= RECORDS SUPPLIED =
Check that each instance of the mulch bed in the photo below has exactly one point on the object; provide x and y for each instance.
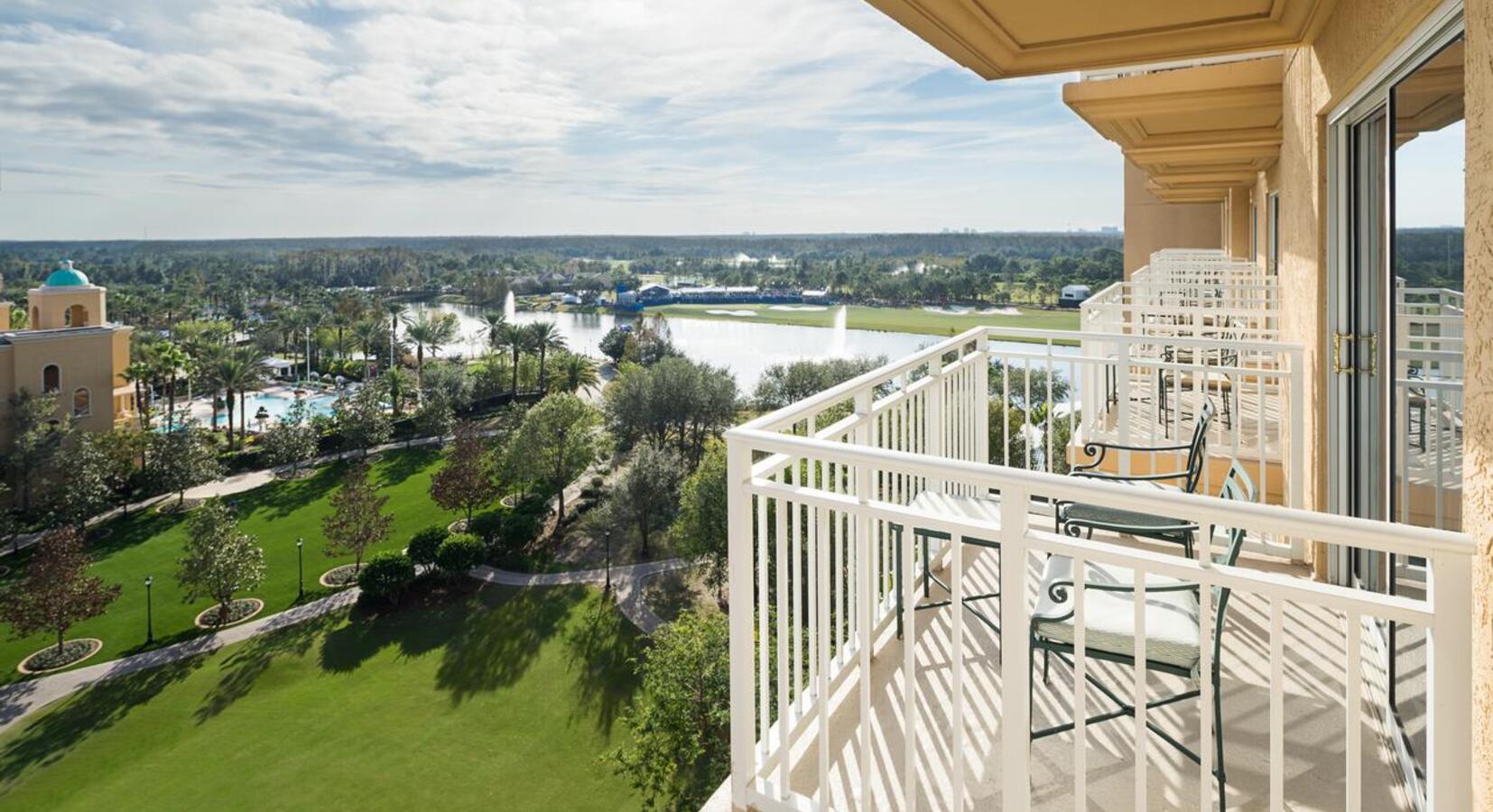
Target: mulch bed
(239, 611)
(51, 660)
(336, 578)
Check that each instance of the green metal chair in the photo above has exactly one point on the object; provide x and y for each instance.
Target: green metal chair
(1074, 518)
(1173, 623)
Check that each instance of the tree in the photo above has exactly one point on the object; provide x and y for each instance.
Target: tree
(573, 374)
(515, 339)
(559, 438)
(86, 493)
(680, 748)
(36, 436)
(218, 558)
(293, 439)
(431, 330)
(181, 460)
(647, 494)
(357, 518)
(468, 479)
(360, 420)
(700, 531)
(57, 590)
(677, 401)
(614, 344)
(459, 554)
(542, 337)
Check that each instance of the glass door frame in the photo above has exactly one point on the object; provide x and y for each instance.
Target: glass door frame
(1359, 485)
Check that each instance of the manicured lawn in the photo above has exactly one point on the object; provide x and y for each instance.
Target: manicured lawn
(496, 700)
(892, 319)
(280, 512)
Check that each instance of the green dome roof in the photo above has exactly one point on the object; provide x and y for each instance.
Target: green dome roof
(66, 276)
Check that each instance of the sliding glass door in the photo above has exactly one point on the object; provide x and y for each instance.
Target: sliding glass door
(1396, 341)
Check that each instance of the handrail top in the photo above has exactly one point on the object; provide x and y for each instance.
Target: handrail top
(1305, 522)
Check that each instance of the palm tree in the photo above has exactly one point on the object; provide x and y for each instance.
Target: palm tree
(429, 332)
(367, 335)
(396, 314)
(141, 374)
(515, 339)
(575, 374)
(171, 362)
(239, 372)
(543, 337)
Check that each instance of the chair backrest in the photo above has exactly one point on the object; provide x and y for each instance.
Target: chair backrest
(1238, 487)
(1198, 448)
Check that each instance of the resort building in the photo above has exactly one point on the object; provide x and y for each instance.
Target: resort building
(1228, 554)
(68, 349)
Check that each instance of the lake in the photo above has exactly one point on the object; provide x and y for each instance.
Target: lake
(744, 346)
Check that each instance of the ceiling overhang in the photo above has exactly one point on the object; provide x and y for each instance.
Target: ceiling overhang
(1196, 132)
(1025, 38)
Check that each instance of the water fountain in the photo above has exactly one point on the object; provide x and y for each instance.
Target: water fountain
(838, 348)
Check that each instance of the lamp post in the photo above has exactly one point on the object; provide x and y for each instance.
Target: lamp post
(150, 618)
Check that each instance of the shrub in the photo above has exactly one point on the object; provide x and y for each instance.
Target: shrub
(459, 554)
(387, 575)
(424, 544)
(487, 526)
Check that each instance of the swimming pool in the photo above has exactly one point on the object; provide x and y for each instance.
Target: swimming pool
(276, 405)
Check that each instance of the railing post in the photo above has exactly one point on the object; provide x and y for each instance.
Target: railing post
(981, 392)
(1449, 661)
(739, 557)
(933, 421)
(863, 591)
(1015, 654)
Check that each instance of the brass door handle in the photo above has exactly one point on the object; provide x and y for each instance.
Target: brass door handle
(1338, 367)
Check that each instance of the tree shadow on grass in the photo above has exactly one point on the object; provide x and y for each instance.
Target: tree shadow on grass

= WRITTEN REQUEST =
Reproduce every one of the entries above verbatim, omitting the pictures from your copy.

= SOLUTION FOR THIS EXERCISE =
Check that each instance of the mulch bed in the photo below has exactly one point on the object; provide x and y for each instance.
Target: mulch bed
(239, 611)
(51, 660)
(336, 578)
Check that each instance of the green metal chair in the photo above has exactly one point on the object; provide x and y for each instance.
Target: green metal chair
(1074, 518)
(1173, 623)
Check that each instance of the tree in the photo above has exactly one point on the object; provide x and y for each instance.
Target: tree
(573, 374)
(515, 339)
(559, 438)
(86, 493)
(680, 748)
(36, 436)
(218, 558)
(293, 439)
(431, 330)
(181, 460)
(647, 494)
(357, 518)
(468, 479)
(360, 420)
(700, 531)
(57, 590)
(677, 401)
(614, 344)
(459, 554)
(542, 337)
Check that each instance of the glass door frame in the photo above has exactly one point on the object; provide x and y for each instance.
Target: glass door frame
(1359, 485)
Check that each instance of the manicured lawn in the photo above has exactly one point on the object; provide x and y for each instance.
Target: manicured lawn
(496, 700)
(892, 319)
(280, 512)
Check that each instance of the green dome roof in the photo above has exactly one point on the object; provide x and y for each instance.
Target: green dome roof
(66, 276)
Check that each instance of the sliding glass door in the photo above has exactly one point on the object; provide x and y for each instance.
Target: sliding glass door
(1396, 341)
Check that each instance of the handrail top in the photo above has exactly one point on the object; provide x and y for each instance.
Target: handrail top
(1305, 522)
Check that each instance of the palm tree in the photo above has exactly one point on the object; provide x and y for each instance.
Target: palm tree
(429, 332)
(367, 335)
(396, 314)
(141, 374)
(515, 339)
(575, 374)
(171, 362)
(239, 372)
(543, 337)
Check that each instance of the chair backrest in the photo above has exactly one point on the object; provide x and y for each instance.
Target: chair backrest
(1238, 487)
(1198, 448)
Check that each instance of the resort building in the photo above has exactly one point on the object; provide x and y for each instance.
Target: resort building
(1228, 554)
(68, 349)
Check that each instance of the lake in the photo above has exactly one point on the object; provide x and y for each instance.
Target: lake
(744, 346)
Check that each instance of the ceiling overhang in the photo above has exactly one point on the object; provide x and y for each instance.
Target: ceiling overhang
(1196, 132)
(1025, 38)
Check that each instance of the water fountain in the photo above has exactly one point on the object; provide x and y for each instance.
Target: water fountain
(838, 348)
Check that each instance of the lamp post in the photo above has exactly one point on the object; provide x and y for each instance.
Target: lamp post
(150, 618)
Check that each instance of the shrub in the photo above has exactly one point on the object; provide x and y for each instance.
Target: shrub
(459, 554)
(387, 575)
(424, 544)
(487, 526)
Check that each instance of the swimming pool in the photo above has exactly one point on the object; provide x and y for each instance.
Target: swimming pool
(276, 405)
Check that each instance of the railing post in the photo above has exactly one point on the object; provide x and y for each instance.
Target: railing post
(981, 392)
(1449, 661)
(739, 557)
(933, 421)
(863, 591)
(1015, 654)
Check that each instance of the brass door handle in the photo above has exactly one point on the object; provide x and y for each instance.
Target: brass door handle
(1338, 367)
Check that each instance of the tree shadow on grass in the photo above has exactly one point on the object; provide x and y for each instance.
Target: tree shadow on grass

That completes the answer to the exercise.